§ **WRITTEN INSTRUCTION**:
Reproduce each of the records below word for word, leaving every line unchanged.

§ **INFORMATION GIVEN**:
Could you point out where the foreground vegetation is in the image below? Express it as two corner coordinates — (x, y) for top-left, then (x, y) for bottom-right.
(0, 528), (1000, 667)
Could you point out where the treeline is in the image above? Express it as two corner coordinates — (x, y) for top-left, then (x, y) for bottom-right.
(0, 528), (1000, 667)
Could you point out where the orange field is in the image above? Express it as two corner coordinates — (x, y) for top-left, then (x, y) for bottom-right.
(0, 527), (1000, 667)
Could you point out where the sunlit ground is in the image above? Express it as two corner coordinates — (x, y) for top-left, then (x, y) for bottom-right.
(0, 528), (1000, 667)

§ **REPLY**:
Could you point out where the foreground vegetation is in the image below? Express it as two corner coordinates — (x, y) for top-left, then (x, y) for bottom-right.
(0, 528), (1000, 667)
Could you point out where the treeline is in the image above? Express it as two corner coordinates — (x, y) for top-left, then (x, y) for bottom-right.
(0, 528), (1000, 667)
Could you point out where the orange field is in the image above? Express it as two corner coordinates — (x, y) for top-left, then (x, y) for bottom-right.
(0, 527), (1000, 667)
Could you point out where the sunlit ground is in the image above? Express it as two corner coordinates — (x, y) for top-left, then (x, y) for bottom-right.
(0, 528), (1000, 667)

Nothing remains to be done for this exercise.